* BEGIN Raw data *

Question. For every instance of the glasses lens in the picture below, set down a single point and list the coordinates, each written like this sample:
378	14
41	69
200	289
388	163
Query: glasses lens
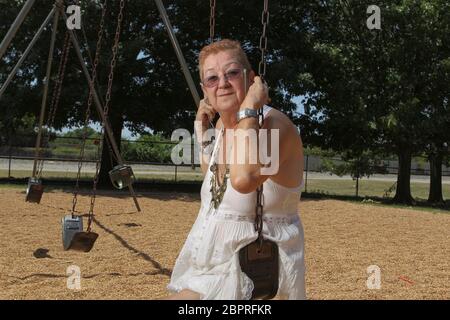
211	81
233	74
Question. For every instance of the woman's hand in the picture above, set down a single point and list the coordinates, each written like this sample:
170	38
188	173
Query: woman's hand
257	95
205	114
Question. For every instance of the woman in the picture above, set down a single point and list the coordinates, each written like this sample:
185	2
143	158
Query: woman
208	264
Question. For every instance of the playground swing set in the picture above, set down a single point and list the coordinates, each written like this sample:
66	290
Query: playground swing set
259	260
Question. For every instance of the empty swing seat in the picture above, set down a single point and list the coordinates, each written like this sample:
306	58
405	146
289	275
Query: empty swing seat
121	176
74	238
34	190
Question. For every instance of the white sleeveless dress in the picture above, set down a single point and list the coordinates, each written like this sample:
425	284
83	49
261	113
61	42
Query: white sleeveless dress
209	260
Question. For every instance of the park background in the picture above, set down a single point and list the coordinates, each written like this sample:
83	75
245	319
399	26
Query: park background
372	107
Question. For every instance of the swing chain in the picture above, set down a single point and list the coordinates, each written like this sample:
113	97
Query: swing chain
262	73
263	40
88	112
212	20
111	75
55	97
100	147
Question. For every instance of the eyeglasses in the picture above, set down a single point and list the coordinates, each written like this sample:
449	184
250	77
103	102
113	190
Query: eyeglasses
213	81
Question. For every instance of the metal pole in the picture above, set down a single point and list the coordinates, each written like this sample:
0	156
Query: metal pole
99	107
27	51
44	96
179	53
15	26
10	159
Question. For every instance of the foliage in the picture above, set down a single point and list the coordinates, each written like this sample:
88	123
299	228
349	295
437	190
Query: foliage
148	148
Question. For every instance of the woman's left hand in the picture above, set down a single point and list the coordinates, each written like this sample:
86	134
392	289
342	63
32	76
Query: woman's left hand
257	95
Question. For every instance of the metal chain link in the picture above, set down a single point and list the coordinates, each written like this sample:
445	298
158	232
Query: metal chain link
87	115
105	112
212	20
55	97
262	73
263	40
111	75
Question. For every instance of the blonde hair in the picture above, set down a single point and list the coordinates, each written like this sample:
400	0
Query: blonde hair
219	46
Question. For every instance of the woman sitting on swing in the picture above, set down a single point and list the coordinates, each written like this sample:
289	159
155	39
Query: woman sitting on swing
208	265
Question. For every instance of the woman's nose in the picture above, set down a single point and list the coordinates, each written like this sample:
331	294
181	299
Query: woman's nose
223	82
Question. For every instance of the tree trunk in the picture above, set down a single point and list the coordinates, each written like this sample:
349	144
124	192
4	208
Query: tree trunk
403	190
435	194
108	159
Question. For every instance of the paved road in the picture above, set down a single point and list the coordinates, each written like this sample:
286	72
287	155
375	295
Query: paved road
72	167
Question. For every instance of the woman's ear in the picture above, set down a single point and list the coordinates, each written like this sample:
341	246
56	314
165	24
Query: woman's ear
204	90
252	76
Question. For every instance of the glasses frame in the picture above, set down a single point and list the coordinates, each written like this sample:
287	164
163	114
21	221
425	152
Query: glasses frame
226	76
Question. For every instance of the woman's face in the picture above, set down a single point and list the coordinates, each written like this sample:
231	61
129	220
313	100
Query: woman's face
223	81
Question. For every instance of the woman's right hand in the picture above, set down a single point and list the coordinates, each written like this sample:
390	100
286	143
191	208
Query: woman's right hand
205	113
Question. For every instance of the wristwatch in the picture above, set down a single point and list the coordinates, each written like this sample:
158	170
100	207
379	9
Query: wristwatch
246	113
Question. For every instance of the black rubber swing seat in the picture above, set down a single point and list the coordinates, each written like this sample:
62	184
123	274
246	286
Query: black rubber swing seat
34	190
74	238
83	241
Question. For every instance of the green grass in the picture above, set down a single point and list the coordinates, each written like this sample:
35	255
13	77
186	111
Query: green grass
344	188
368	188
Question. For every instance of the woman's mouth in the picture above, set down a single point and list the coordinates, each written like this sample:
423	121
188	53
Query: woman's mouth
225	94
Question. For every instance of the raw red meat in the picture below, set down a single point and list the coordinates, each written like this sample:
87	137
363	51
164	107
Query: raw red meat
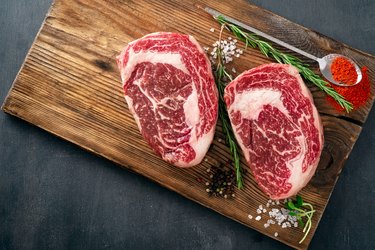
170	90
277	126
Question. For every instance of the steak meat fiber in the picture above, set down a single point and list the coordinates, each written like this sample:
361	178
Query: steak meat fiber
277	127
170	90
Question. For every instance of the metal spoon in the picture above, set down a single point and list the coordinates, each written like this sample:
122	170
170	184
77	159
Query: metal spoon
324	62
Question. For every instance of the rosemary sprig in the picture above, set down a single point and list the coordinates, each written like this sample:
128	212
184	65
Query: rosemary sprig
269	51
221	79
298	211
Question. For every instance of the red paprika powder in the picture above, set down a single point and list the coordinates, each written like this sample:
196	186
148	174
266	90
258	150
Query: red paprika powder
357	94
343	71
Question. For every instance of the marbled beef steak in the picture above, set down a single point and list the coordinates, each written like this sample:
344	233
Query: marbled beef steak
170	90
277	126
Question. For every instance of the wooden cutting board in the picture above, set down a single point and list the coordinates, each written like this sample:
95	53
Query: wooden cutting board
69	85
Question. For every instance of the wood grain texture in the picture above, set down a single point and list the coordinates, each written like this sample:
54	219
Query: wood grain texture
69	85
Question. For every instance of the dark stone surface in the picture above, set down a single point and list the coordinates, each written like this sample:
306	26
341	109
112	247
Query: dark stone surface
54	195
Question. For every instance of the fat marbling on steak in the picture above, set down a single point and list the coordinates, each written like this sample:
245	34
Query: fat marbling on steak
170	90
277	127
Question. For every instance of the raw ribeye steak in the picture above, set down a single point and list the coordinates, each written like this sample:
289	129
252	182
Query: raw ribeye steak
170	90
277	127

* END Raw data *

**To be done:** Please retype all of the data above word for word, leaving the pictures out of your answer.

**Written solution:**
Question. For every instance of the glasses lens in the picture below, set down a single point and list the coordinates, each written like this sample:
378	14
41	69
200	289
388	163
Query: glasses lens
211	81
233	74
Question. For every instance of the woman's hand in the picture above, set down a single point and list the coordinates, each written like this sample:
170	38
188	173
Query: woman's hand
257	95
205	114
Question. For every instance of the woman in the picture above, set down a single point and list the coordinates, each written like this sample:
185	2
143	158
Query: woman
208	264
Question. For every instance of the playground swing set in the picture above, set down a single point and list the coordinates, each written like this sample:
66	290
Query: playground swing set
259	260
Question. For every instance of the empty swing seat in the picture above, set down a single point and list the coordinates, each written like this sample:
306	58
405	146
289	275
Query: empty swing seat
121	176
74	238
34	190
Question. For every instance of the white sleeveless dress in the picture above, set down a single point and list the coordinates, each written like this sample:
425	284
83	49
261	113
61	42
Query: white sleeveless dress
209	260
Question. For every instance of the park background in the picture above, set down a single point and list the coordinates, each written like this sample:
83	75
245	319
399	26
Query: park background
372	107
Question. For every instance of the swing chain in the picture above, set down a single point and list the coordinates, each written like this sample:
113	97
Query: swing chain
262	73
263	40
88	112
212	20
111	75
55	97
100	147
Question. For every instance of the eyeglasses in the picture above, set down a single point and list the coordinates, each written like this sample:
449	184
250	77
103	102
113	190
Query: eyeglasses
213	81
Question. For every instance of the metal pole in the picture above, set down a single point and list the coordinates, each written like this sample:
0	156
Query: metal pole
99	107
27	51
44	96
179	53
15	26
10	159
Question. For every instance of the foliage in the picture above, set down a single point and list the coordinates, each written like this sample:
88	123
299	228
349	295
437	190
Query: foliage
148	148
Question. For every instance of the woman's left hand in the picture above, set down a single point and list the coordinates, each written like this sample:
86	134
392	289
342	63
32	76
Query: woman's left hand
257	95
Question. For every instance of the metal chain link in the picture above, set down a single point and list the coordinates, each written like this sample:
445	298
158	232
Query: metal chain link
87	115
105	112
212	20
55	97
262	73
263	40
111	75
Question. For every instance of the blonde hair in the picture above, set down a single point and list the coordinates, each written like this sample:
400	0
Query: blonde hair
219	46
Question. For every instance of the woman sitting on swing in the picture above, set down a single point and list the coordinates, each written like this sample:
289	159
155	39
Query: woman sitting on swing
208	265
Question. For every instance of the woman's nose in the picture above, set down a single point and list the coordinates, each written like this sample:
331	294
181	299
Query: woman's nose
223	82
Question. For every instance of the tree trunk in the picture above, set down a single point and list the coordinates, each written like this sample:
349	144
124	192
4	208
Query: tree trunk
403	190
435	194
108	159
Question. For every instance of the paved road in the picture above, set down a single point and list the coordinates, each written like this sample:
286	72
287	155
375	295
Query: paved road
72	167
Question. For every instance of the woman's ear in the picture above, set down a single point and list the coordinates, each written like this sample:
341	246
56	314
165	24
Query: woman's ear
204	90
252	76
Question. For every instance of the glasses frame in the picture above, set down a single point and list the coordinates, each written like this sample:
287	164
163	114
21	221
425	152
Query: glasses frame
226	76
Question. For every instance of the woman's face in the picture above, set down a single point and list the coordinates, each written like this sample:
231	61
129	220
313	100
Query: woman's face
223	81
Question. For every instance of the woman's right hand in the picture above, set down a single point and list the coordinates, each written like this sample:
390	100
286	143
191	208
Query: woman's right hand
205	113
Question. For every instance of the wristwatch in the picture above, set down a single point and list the coordinates, each written like this sample:
158	170
100	207
379	9
Query: wristwatch
246	113
Question. For every instance of the black rubber swing seat in the picture above, set down a single point and list the coordinates, each written like this sample:
62	184
123	274
246	286
Query: black rubber swing seat
34	190
74	238
83	241
Question. For every instance of the green grass in the picture above, set down a single point and list the coordinates, each written like this sample:
35	255
13	77
186	111
Query: green grass
344	188
368	188
Question. For every instance of the woman's mouth in the picture above, set down a single point and list the coordinates, each written like this sample:
423	121
188	53
Query: woman's mouth
225	94
Question. For every instance of the raw red meat in the picture below, set down a single point and list the coordinates, each written like this sample:
87	137
363	51
164	107
Query: raw red meat
170	90
277	126
Question. For every instance of the steak meat fiber in the picture above, set down a single point and list the coordinates, each written like this sample:
361	178
Query: steak meat fiber
277	127
170	90
Question. For every instance of the metal spoon in the picture above, set down a single point and list the coordinates, each written like this sample:
122	170
170	184
77	159
Query: metal spoon
324	62
Question. For every instance of the rosemary sprig in the picture above, set down a single point and list the coordinates, each written like this sample:
128	212
184	65
Query: rosemary sprig
269	51
221	79
298	211
Question. For every instance of the red paprika powder in the picture above, set down a single point and list the coordinates, each written like this sample:
196	186
148	174
266	90
258	150
Query: red paprika powder
357	94
343	71
Question. For every instance of the marbled beef steak in the picture above, set down a single point and list the coordinates, each written like this sample:
344	233
Query: marbled beef steak
170	90
277	126
Question. For every instance of the wooden cutting board in the picture above, set down a single point and list the coordinates, each written like this sample:
95	53
Query: wooden cutting board
69	85
Question. For every instance of the wood grain texture in the picture above, set down a single point and list the coordinates, each written like this sample:
54	219
Query: wood grain texture
69	85
Question. For every instance of the dark stone surface in the picture above, set down a single point and list the coordinates, each written like this sample:
306	26
341	109
112	247
Query: dark stone surface
54	195
Question. For every instance of the fat marbling on steak in the picture above, set down a single point and list the coordinates, each written like this sample:
245	34
Query: fat marbling on steak
170	90
277	127
Question. For every instance of the raw ribeye steak in the picture above, set down a single point and list the coordinates, each written like this sample:
289	129
252	182
Query: raw ribeye steak
170	90
277	127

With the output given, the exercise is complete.